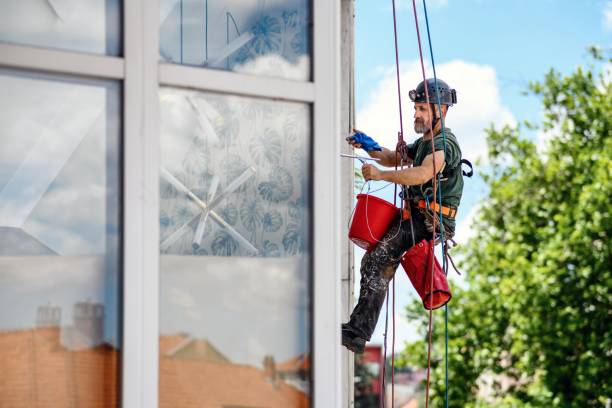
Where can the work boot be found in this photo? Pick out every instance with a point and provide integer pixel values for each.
(352, 342)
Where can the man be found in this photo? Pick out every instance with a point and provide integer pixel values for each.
(417, 219)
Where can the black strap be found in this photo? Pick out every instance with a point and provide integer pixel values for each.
(450, 172)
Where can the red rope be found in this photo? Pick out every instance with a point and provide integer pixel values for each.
(398, 159)
(435, 189)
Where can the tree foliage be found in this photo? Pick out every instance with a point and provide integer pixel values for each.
(533, 325)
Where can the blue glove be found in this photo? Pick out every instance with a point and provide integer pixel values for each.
(367, 143)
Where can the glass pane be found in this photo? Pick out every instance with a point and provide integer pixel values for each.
(91, 26)
(235, 258)
(59, 241)
(270, 38)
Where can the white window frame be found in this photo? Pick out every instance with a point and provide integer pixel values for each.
(141, 74)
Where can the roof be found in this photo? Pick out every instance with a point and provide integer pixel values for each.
(43, 373)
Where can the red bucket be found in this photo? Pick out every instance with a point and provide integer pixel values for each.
(372, 218)
(417, 264)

▶ TASK INSTRUCTIONS
Can you substitute "Mark" for "Pick out" everywhere in the rows above and give them again with nothing else changed, leaving the pictures out?

▶ RESPONSE TO THIS EXERCISE
Where can the work boot be found in this photo? Mark every instance with a point and provide integer pixel values for each.
(352, 342)
Where can the man be found in this photo? Mark every instance with a point and provide integer pixel values for each.
(417, 219)
Where can the black strap be found in this photo? Mark every instance with a point and provide integer pixel values for each.
(450, 172)
Where can the red rope be found in this photo? Mark every instance with a point and provide integer pixel values for each.
(398, 159)
(435, 189)
Where can the tree foliage be found in this photo? Mark every instance with a point and provide integer pixel values for each.
(533, 325)
Where can the blue glove be found in this photo? Mark every instance with a point and provide integer pixel values for each.
(367, 143)
Where can the glass pane be found in this photo? Mark every instance with a point and provide integer pixel values for each.
(91, 26)
(235, 258)
(59, 241)
(270, 38)
Where can the white window frame be found in this photo? Mark every instance with a point and provide integer pixel values for each.
(141, 74)
Where can the roof be found in this photo? Mark every instance with a point and provide integer pixel values for each.
(43, 373)
Where can the red bucket be found in this photo? Mark every instance with a point and provide integer pixel values for each.
(372, 218)
(417, 264)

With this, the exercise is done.